**Objective:** Find every line in the rows below that contains the string "orange", and copy each of those lines. Treat the match as case-sensitive.

Dataset excerpt:
Begin
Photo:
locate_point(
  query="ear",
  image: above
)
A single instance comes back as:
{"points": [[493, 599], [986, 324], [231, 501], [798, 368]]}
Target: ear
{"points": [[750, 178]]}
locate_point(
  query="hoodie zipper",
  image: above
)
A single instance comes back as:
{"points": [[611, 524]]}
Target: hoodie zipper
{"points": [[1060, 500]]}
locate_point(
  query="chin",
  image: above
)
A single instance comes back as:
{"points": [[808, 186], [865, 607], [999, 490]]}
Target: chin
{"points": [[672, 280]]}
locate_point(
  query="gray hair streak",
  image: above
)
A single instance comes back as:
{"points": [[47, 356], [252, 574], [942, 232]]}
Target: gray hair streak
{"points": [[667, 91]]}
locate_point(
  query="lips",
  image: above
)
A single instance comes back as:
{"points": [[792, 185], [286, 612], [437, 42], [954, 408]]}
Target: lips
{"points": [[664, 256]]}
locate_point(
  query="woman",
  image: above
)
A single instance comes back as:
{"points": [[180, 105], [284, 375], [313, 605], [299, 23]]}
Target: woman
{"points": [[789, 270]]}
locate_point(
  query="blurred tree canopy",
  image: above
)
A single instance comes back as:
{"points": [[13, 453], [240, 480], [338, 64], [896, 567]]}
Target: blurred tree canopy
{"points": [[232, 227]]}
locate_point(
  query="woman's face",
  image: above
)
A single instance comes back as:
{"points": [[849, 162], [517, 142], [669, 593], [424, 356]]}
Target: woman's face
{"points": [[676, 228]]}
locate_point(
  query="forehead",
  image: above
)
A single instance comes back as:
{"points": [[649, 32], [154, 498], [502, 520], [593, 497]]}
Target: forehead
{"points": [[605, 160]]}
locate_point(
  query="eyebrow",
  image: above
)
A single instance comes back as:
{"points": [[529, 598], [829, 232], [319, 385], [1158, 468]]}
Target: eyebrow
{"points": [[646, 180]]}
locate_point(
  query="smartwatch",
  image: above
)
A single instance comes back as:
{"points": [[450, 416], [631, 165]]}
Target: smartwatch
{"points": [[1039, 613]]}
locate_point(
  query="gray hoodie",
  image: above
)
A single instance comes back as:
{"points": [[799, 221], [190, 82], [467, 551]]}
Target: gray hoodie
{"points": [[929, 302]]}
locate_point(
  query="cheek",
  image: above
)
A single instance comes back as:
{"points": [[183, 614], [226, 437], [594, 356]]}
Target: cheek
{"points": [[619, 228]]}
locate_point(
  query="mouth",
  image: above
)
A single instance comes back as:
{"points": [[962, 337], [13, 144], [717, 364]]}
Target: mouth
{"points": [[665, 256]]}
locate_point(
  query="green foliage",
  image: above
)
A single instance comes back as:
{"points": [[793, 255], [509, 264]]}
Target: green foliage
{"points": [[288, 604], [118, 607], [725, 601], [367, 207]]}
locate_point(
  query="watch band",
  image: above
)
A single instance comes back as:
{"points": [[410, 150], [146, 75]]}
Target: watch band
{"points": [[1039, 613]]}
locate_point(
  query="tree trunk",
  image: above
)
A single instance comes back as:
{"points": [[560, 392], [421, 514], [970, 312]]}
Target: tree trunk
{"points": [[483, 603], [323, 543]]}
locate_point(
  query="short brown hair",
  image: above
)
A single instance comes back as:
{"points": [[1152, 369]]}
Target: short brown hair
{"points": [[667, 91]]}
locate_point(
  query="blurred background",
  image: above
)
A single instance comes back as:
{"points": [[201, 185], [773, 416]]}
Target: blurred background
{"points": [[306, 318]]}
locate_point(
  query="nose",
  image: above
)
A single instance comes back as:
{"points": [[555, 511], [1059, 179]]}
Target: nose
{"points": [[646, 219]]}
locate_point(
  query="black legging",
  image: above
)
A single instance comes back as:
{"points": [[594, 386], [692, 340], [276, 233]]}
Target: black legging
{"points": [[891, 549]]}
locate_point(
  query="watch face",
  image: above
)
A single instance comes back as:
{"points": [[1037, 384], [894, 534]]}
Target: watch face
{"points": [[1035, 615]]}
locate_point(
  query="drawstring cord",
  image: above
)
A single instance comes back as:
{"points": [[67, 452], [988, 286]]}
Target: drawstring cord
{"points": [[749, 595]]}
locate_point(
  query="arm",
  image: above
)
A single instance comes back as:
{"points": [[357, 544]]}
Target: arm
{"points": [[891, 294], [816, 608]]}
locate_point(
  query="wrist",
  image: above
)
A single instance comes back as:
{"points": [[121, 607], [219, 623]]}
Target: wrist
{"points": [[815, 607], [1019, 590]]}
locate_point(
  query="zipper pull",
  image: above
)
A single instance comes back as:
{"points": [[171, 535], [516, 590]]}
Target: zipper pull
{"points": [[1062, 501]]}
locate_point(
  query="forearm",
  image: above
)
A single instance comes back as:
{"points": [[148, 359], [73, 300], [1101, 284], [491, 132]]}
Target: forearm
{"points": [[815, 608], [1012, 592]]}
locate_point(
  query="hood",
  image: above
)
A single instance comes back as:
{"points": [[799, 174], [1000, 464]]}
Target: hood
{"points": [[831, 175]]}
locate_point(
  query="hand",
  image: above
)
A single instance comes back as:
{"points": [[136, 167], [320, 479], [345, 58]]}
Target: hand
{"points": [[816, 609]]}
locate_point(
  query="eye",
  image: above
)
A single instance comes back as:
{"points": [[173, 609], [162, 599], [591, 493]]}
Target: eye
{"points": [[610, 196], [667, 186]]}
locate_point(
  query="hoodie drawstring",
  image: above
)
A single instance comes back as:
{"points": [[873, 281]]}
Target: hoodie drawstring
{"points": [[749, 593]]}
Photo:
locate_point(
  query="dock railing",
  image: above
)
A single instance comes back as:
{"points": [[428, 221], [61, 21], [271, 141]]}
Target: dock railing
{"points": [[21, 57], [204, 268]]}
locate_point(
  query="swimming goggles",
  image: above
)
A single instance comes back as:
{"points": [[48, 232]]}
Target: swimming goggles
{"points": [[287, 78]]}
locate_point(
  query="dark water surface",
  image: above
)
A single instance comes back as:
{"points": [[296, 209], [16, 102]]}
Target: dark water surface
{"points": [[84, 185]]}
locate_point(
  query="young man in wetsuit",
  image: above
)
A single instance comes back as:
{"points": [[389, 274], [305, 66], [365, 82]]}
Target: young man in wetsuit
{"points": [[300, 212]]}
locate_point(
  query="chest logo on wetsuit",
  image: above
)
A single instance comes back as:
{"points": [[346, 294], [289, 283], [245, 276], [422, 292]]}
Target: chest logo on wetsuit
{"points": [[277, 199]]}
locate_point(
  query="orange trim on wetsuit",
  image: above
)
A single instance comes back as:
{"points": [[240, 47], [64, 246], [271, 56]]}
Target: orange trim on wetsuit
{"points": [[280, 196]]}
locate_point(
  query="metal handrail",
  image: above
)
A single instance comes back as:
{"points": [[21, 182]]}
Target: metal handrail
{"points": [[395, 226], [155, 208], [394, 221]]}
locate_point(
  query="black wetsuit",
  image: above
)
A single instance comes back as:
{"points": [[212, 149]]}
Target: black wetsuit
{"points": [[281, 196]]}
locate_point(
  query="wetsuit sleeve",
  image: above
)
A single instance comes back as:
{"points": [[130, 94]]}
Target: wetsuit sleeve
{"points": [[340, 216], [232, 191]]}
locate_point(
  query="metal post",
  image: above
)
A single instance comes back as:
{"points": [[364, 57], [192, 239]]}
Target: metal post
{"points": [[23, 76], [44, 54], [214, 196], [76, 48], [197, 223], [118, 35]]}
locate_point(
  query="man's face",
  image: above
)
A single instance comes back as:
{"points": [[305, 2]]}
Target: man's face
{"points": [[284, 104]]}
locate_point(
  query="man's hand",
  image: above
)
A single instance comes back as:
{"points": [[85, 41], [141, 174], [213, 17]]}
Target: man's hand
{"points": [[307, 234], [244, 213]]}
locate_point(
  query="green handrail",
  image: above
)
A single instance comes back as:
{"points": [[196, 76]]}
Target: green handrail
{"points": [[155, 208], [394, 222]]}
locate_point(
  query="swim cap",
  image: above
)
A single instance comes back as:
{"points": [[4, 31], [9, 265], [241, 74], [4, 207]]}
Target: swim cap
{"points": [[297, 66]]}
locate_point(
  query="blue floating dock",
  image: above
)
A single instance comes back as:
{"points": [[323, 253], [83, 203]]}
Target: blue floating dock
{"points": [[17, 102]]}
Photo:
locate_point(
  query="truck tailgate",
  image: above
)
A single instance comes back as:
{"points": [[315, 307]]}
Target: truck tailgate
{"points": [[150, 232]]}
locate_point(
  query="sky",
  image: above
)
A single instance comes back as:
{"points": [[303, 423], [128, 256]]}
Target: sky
End
**Output of the task:**
  query="orange trim on wetsuit",
Target: orange trim on wetsuit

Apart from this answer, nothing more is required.